───── TEXT EXCERPT ─────

Question 25.2: Statistical mechanics can be used to predict the dependence ...
Statistical mechanics can be used to predict the dependence of protein folding on temperature. Consider a polypeptide chain consisting of six beads having the energy ladder shown below, where the energy increment of the unfolded states, \varepsilon_{0}, is positive. You are asked to answer the following questions:
(a) What is the degeneracy of each energy state?
(b) What is the Canonical partition function of the polypeptide chain?
(c) What are the probabilities of observing the polypeptide chain in each of the three states as a function of temperature? Discuss the low-temperature and the hightemperature limits.
(a) The degeneracy corresponds to the number of microstates in each energy level.
Examination of Fig. 1 in the Problem Statement shows that:
E_{0}=0, \quad g_{0}=4 (24)
E_{1}=\epsilon_{0}, \quad g_{1}=11 (25)
E_{2}=2 \epsilon_{0}, \quad g_{2}=21 (26)
(b) The partition function of the polypeptide chain, corresponding to the energy ladder in Fig. 1 in the Problem Statement, is given by:
q=\sum_{i} g_{i} \exp \left(-\beta E_{i}\right) (27)

───── DATASET EXTRACT ─────

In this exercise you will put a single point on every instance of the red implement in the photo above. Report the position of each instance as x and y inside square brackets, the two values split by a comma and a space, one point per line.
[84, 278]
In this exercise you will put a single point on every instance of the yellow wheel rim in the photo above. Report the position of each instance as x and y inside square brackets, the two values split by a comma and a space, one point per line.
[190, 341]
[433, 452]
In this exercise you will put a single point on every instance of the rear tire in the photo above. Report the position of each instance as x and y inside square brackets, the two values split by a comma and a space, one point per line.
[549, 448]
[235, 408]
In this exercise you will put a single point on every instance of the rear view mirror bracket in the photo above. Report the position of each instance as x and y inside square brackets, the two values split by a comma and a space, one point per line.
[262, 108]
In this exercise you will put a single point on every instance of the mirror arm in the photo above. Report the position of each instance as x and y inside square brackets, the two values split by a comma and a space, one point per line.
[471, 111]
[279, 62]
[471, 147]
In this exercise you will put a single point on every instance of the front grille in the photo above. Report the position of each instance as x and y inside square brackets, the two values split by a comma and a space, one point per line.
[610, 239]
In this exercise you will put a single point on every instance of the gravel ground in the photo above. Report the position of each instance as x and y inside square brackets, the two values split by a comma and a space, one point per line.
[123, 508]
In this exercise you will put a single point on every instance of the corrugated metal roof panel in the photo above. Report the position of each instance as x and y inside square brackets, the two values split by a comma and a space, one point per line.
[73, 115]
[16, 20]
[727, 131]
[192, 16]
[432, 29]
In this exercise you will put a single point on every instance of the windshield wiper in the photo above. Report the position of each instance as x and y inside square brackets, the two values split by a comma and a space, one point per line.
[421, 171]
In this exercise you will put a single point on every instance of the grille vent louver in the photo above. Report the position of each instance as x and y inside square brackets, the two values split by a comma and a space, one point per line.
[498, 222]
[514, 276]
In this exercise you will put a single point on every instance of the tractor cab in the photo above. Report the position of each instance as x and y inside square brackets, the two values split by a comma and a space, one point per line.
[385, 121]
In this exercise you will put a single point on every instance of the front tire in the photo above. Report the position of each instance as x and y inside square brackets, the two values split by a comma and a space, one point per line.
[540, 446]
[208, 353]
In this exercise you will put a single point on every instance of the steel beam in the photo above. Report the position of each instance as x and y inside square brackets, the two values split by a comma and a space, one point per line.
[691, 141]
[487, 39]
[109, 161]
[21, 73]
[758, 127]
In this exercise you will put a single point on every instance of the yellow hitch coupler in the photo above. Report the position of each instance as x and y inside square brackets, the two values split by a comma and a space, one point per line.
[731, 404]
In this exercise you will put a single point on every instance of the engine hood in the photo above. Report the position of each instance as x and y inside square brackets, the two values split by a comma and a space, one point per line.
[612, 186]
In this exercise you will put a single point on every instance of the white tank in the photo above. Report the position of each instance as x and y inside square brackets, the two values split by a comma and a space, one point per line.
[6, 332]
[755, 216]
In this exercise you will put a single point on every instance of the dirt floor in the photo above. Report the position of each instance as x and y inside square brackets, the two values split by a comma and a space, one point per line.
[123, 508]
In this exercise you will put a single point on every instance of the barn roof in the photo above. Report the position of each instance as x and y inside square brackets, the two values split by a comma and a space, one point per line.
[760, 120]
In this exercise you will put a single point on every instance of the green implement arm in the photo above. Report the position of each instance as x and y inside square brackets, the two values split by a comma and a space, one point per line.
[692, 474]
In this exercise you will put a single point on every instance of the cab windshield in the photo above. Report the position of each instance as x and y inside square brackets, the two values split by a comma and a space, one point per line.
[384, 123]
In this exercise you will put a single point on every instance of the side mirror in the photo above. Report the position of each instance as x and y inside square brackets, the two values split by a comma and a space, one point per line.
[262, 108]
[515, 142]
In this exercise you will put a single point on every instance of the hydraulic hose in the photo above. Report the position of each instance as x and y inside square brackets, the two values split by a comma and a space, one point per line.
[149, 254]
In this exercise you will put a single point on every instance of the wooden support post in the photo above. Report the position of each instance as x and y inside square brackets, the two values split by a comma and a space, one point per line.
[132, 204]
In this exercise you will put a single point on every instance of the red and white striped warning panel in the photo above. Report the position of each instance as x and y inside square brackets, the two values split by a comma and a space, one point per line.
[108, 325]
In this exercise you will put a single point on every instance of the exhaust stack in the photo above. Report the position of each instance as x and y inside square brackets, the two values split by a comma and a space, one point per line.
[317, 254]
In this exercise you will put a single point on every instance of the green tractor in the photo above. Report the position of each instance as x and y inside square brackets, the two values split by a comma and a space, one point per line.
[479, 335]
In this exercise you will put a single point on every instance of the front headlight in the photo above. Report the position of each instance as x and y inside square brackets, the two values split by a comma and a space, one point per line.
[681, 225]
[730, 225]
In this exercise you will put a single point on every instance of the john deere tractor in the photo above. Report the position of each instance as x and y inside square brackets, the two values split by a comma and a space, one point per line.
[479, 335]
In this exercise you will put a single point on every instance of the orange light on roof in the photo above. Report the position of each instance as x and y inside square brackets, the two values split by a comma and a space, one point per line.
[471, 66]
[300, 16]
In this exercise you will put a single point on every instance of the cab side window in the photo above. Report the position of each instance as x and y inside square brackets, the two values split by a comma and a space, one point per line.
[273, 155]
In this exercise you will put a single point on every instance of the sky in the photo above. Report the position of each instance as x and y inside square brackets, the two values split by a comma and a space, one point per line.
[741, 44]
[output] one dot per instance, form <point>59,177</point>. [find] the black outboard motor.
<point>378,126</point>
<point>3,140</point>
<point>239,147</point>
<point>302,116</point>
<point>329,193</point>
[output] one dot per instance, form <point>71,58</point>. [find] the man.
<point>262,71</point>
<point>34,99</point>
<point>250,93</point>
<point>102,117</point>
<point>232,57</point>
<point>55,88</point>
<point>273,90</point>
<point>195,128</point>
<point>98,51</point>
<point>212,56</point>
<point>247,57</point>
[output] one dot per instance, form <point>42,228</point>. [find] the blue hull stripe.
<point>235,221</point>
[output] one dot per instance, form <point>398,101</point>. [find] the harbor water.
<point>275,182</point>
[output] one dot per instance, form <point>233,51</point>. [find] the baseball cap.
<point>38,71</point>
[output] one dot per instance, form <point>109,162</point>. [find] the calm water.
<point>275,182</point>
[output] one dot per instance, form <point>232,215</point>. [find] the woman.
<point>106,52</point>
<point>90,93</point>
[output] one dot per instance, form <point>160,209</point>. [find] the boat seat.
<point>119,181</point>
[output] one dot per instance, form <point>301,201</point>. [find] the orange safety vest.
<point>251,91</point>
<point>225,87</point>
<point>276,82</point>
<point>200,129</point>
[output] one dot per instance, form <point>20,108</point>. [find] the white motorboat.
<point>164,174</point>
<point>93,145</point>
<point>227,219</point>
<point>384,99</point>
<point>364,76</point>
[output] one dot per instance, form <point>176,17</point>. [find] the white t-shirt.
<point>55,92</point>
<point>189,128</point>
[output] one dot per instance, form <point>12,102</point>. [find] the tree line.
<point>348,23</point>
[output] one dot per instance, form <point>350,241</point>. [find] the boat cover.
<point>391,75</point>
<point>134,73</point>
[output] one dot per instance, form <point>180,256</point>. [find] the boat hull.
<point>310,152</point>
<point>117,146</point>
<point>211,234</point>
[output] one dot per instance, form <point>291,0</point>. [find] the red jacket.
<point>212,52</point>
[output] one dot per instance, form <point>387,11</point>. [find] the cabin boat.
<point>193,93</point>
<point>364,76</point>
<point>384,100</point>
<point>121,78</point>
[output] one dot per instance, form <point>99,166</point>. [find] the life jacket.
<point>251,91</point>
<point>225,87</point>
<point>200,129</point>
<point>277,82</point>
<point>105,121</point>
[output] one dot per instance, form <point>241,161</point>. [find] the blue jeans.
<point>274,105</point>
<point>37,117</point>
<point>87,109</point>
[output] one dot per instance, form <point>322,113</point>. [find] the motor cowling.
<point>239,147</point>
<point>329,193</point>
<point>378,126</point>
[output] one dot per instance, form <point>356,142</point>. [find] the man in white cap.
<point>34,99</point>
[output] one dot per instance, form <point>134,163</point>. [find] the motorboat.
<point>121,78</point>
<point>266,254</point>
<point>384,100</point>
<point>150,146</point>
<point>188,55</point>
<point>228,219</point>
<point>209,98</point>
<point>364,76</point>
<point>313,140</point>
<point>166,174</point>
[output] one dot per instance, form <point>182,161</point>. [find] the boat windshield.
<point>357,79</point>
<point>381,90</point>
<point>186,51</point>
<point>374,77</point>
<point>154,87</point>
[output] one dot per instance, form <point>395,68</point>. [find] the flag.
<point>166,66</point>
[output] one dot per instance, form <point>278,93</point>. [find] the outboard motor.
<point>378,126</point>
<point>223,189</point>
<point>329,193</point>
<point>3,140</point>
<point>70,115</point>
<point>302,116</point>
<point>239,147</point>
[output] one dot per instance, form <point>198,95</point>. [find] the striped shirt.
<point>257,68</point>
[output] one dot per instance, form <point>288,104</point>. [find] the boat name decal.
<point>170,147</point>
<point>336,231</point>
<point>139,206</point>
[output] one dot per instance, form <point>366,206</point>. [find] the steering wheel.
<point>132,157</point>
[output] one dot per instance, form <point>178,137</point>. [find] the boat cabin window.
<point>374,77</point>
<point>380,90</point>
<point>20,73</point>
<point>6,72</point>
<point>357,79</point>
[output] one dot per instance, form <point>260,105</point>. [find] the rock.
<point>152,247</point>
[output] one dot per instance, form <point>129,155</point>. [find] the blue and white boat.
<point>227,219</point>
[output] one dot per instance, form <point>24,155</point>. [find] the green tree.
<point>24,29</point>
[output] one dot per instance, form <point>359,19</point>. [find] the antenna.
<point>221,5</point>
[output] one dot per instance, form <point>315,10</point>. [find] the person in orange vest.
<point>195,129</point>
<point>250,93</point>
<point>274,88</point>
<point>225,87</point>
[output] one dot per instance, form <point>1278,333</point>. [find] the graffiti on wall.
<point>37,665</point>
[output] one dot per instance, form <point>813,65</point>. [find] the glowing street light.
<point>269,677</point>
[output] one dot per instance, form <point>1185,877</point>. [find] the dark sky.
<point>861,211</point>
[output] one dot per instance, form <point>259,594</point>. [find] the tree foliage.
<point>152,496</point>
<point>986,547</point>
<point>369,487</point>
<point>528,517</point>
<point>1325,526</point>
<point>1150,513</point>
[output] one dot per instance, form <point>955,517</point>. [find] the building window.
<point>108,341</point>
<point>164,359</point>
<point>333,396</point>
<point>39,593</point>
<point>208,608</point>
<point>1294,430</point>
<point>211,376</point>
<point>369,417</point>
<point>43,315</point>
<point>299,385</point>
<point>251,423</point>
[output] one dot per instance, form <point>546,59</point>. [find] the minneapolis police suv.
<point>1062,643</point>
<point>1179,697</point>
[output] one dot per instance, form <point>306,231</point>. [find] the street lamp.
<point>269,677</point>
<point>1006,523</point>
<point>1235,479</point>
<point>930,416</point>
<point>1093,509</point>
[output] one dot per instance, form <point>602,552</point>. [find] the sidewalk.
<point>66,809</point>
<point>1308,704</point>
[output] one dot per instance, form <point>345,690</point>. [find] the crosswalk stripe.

─────

TASK INSTRUCTIONS -
1. List every energy level given in the solution to the protein folding problem, with its degeneracy.
2. Continue the solution to the protein folding problem from its final line.

ANSWERS FOR THE EXERCISE -
1.
E_{0} = 0, with g_{0} = 4
E_{1} = \epsilon_{0}, with g_{1} = 11
E_{2} = 2\epsilon_{0}, with g_{2} = 21

2.
q=g_{0} \exp \left(-\beta E_{0}\right)+g_{1} \exp \left(-\beta E_{1}\right)+g_{2} \exp \left(-\beta E_{2}\right) (28)
Using the information from Fig. 1 and the Problem Statement, as well as using the degeneracies found in Part (a), yields:
q=4 \exp (-\beta(0))+11 \exp \left(-\beta\left(\epsilon_{0}\right)\right)+21 \exp \left(-\beta\left(2 \epsilon_{0}\right)\right) (29)
q=4+11 \exp \left(-\beta \epsilon_{0}\right)+21 \exp \left(-2 \beta \epsilon_{0}\right) (30)
or
q=4+11 \exp \left(-\epsilon_{0} / k_{B} T\right)+21 \exp \left(-2 \epsilon_{0} / k_{B} T\right) (31)
(c) The probabilities of finding the polypeptide chain in the folded state (0) and in the two unfolded states (1 and 2) are given by:
p_{0}(\text { folded state })=\frac{g_{0} \exp \left(-0 / k_{B} T\right)}{q}=4 / q (32)
p_{1}(\text { partially unfolded state })=\frac{g_{1} \exp \left(-\epsilon_{0} / k_{B} T\right)}{q}=11 \exp \left(-\epsilon_{0} / k_{B} T\right) / q (33)
p_{2}(\text { fully unfolded state })=\frac{g_{2} \exp \left(-2 \epsilon_{0} / k_{B} T\right)}{q}=21 \exp \left(-2 \epsilon_{0} / k_{B} T\right) / q (34)
Because each energy level has a different degeneracy \left(g_{0} \neq g_{1} \neq g_{2}\right), the energy level with the largest degeneracy is more likely to be observed at higher temperatures. At high temperature (T \rightarrow \infty),
\lim _{T \rightarrow \infty} q=4+11+21=36 (35)
\lim _{T \rightarrow \infty} p_{0}=4 / 36 \approx 0.1111 (36)
\lim _{T \rightarrow \infty} p_{1}=11 / 36 \approx 0.3056 (37)
\lim _{T \rightarrow \infty} p_{2}=21 / 36 \approx 0.5833 (38)
As expected, p_{2}>p_{1}>p_{0}. We can see that as T increases, the unfolded states (denatured polypeptide) are more likely to be observed, as seen in nature.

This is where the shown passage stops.